> _DOCUMENT_:
============================================================
Comparable sales were down 4.5%, primarily as a result of lower traffic due to a soft economic environment in Puerto Rico. On a positive note, we're seeing solid traction in Colombia, a large marketing division that we believe has strong long-term potential.
The Company continues to focus on long-term growth, offering relevant locations to its customers. As part of that strategy, we closed 10 underperforming restaurants against three openings across the entire division. The combined contribution to constant currency revenues of the restaurants that were closed and opened was $1.8 million over the last 12-months period.
Please turn to slide 7. We completed 77 new restaurant openings for the 12-month period ended on March 31st, resulting in a total of 2,119 restaurants. And also, in the period, we added 255 Dessert Centers and eight McCafes, bringing the total to 2,526 and 335, respectively.
We believe that we have the right marketing plan in place to navigate this period and continue to strengthen our brand position as the leading QSR company in the region. We're focusing on marketing actions on increasing consumer awareness of our quality offerings through programs such as puertas abiertas.
We're also continuing to put family first and catering to local preferences with offerings such as the new chicken meals in the Andean markets. In doing so, we have been able to maintain market share in our largest markets at a time where consumers are being more selective with their discretionary spending.
And we will continue providing our guests with a relevant McDonald's experience while we work on improving our performance behind the counter to generate value for our shareholders in the long run.
I will now hand you over to Jose Carlos for a discussion of our adjusted EBITDA and key balance sheet metrics.
Jose Carlos Alcantara - CFO
Thanks, Sergio.
As Woods mentioned, we are focused on streamlining our business and expanding margins through targeted cost reductions. Areas where we expect to capture efficiencies include labor costs, nonproduct purchases, and G&A expenses.
A key source of labor efficiencies will be the implementation of the new forecasting and scheduling system. This investment will also help us to improve inventory management and serve as a platform for back-of-the-house improvement and crucial consumer-facing technologies in the future.
Please turn to slide 8. First quarter consolidated adjusted EBITDA decreased 16.8%, but rose 35.5% on an organic basis year over year. Excluding Venezuela, adjusted EBITDA declined 20.8% and was down 5.2% in organic terms.
For the quarter, labor costs as a percentage of sales were flat year over year, while G&A as a percentage of revenues rose due to some currency and timing-related factors. Reported total G&A was 2.5% below the prior-year's level.
Additionally, occupancy and other operating expenses as a percentage of sales increased and, together with G&A, more than offset a margin improvement in food and paper, leading to a 10 basis point contraction in the adjusted EBITDA margin to 5.4%.
In the quarter, there were two key factors that contributed to a negative variance in our corporate G&A: one, $3.1 million related to the impact of high inflation on our Argentina-based corporate expenses, which was only partially offset by modest devaluation of the Argentinian peso; and two, $3.5 million related to a downward adjustment to the variable compensation accrual in the first quarter of 2014, which arose from a 2013 bonus payment that was lower than the actual accrual for that year.
Excluding these two factors, corporate G&A in the first quarter of 2015 would have declined by more than 12% versus prior-year period.
============================================================
> _EXCERPTED DATA_:
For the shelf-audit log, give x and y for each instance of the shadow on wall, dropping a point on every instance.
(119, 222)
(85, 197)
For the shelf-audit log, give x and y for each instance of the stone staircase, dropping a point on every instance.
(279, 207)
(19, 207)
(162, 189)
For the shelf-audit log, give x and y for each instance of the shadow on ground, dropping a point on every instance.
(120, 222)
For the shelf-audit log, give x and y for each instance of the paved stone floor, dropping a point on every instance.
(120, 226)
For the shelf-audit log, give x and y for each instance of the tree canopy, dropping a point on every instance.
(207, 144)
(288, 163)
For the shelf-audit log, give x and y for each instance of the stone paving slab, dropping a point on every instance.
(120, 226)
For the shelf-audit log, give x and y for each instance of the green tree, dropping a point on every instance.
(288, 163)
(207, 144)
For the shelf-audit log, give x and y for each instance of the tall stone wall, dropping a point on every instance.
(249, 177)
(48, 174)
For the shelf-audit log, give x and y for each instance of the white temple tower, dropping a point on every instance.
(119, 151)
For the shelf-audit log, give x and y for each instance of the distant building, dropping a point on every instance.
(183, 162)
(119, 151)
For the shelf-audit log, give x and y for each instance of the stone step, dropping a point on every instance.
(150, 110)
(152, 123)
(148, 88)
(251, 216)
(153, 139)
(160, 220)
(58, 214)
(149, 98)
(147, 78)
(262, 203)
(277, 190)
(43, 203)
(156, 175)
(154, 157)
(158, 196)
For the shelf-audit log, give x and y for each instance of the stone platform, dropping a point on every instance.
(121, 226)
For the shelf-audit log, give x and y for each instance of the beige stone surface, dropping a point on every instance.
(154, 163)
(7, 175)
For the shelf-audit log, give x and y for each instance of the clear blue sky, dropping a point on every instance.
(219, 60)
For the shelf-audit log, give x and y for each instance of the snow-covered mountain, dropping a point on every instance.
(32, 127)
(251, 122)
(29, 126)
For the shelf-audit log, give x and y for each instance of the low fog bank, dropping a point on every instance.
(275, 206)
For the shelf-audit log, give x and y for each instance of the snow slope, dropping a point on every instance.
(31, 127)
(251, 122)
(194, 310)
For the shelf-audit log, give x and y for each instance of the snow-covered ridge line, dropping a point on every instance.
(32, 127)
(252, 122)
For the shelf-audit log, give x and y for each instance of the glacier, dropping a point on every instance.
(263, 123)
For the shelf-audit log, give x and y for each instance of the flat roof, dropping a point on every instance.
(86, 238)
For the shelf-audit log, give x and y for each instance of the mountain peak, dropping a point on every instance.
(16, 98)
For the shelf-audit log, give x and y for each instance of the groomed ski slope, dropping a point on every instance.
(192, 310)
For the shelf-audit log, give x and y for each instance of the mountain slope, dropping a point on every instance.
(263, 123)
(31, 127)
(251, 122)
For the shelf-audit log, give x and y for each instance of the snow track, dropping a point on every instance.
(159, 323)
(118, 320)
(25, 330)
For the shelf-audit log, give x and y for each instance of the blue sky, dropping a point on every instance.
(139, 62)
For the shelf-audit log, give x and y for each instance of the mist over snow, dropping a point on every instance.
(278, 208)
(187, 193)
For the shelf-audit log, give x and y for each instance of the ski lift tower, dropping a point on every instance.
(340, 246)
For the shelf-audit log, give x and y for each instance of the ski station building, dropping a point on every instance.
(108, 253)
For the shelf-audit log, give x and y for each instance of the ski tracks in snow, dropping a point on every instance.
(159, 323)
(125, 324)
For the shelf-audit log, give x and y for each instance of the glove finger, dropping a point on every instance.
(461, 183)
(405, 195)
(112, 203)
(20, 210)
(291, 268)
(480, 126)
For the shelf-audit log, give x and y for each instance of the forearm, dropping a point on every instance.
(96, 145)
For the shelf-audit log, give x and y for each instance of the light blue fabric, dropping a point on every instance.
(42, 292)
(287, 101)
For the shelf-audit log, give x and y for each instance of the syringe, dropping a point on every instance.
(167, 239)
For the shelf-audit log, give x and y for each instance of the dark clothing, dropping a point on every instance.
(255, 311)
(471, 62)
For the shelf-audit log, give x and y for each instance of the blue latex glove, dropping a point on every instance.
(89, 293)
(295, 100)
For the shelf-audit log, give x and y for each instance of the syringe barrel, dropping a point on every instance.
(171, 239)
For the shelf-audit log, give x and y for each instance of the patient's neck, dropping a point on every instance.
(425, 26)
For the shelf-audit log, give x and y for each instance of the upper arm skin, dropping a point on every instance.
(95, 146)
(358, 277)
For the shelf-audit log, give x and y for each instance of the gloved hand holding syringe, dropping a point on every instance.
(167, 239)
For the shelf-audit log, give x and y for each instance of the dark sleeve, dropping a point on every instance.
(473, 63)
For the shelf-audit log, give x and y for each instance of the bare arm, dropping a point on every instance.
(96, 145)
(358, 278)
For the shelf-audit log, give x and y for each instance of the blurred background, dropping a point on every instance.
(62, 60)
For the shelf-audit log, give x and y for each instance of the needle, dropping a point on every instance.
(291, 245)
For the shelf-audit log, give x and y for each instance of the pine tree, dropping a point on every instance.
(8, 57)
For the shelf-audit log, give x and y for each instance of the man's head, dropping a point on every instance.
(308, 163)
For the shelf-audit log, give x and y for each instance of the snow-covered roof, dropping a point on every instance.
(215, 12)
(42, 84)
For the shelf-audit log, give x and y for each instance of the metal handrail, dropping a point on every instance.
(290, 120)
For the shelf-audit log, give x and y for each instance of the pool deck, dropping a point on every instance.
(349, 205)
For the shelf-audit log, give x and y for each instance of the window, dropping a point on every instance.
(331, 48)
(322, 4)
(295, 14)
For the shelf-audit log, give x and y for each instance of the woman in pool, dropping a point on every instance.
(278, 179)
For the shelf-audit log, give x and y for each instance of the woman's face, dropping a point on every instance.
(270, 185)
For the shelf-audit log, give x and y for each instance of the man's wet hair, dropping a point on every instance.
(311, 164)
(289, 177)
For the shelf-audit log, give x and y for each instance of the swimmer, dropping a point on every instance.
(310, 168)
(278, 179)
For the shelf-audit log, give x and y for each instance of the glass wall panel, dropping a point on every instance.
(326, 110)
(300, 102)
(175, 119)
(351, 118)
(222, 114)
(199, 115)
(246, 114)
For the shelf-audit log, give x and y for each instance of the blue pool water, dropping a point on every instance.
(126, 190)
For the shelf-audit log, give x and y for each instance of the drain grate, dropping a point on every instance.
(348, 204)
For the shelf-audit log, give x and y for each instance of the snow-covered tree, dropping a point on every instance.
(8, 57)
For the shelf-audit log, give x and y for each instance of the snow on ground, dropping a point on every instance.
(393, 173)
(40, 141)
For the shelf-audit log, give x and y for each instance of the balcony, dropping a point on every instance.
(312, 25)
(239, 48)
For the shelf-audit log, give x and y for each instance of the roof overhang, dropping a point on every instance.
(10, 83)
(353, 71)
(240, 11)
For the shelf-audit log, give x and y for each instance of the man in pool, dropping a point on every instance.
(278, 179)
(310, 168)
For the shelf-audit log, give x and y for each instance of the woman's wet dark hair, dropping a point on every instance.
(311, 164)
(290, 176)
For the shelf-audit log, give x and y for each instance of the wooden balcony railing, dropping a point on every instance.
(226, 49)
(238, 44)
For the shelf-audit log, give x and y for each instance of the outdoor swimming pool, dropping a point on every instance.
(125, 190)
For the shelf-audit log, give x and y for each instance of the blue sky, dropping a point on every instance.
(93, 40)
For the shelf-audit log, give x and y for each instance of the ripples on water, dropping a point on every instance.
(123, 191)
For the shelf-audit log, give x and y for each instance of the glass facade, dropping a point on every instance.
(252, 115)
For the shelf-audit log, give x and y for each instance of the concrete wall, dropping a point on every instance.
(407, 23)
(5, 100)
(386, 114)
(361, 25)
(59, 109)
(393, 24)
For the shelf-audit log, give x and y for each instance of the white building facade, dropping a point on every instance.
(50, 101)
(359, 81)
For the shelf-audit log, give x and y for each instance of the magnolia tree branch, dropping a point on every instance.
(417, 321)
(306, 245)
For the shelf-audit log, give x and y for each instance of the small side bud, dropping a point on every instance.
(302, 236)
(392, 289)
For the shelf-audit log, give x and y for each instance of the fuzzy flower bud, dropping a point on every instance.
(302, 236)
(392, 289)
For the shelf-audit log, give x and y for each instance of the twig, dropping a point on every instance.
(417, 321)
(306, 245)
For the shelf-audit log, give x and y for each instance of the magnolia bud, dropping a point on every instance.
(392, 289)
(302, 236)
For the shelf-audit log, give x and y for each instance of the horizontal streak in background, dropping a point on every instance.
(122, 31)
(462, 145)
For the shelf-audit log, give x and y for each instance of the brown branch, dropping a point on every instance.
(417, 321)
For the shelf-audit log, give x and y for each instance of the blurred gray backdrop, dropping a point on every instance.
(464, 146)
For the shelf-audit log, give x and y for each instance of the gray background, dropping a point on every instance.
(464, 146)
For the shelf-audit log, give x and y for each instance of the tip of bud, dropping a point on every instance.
============================================================
> _STATED TASK_:
Answer from the earnings call text above:
(a) How many underperforming restaurants were closed in the division that also saw three openings?
(b) What total number of restaurants resulted from the 77 new openings?
(c) To what level did the adjusted EBITDA margin contract?

> _FINISHED EXERCISE_:
(a) 10
(b) 2,119
(c) 5.4%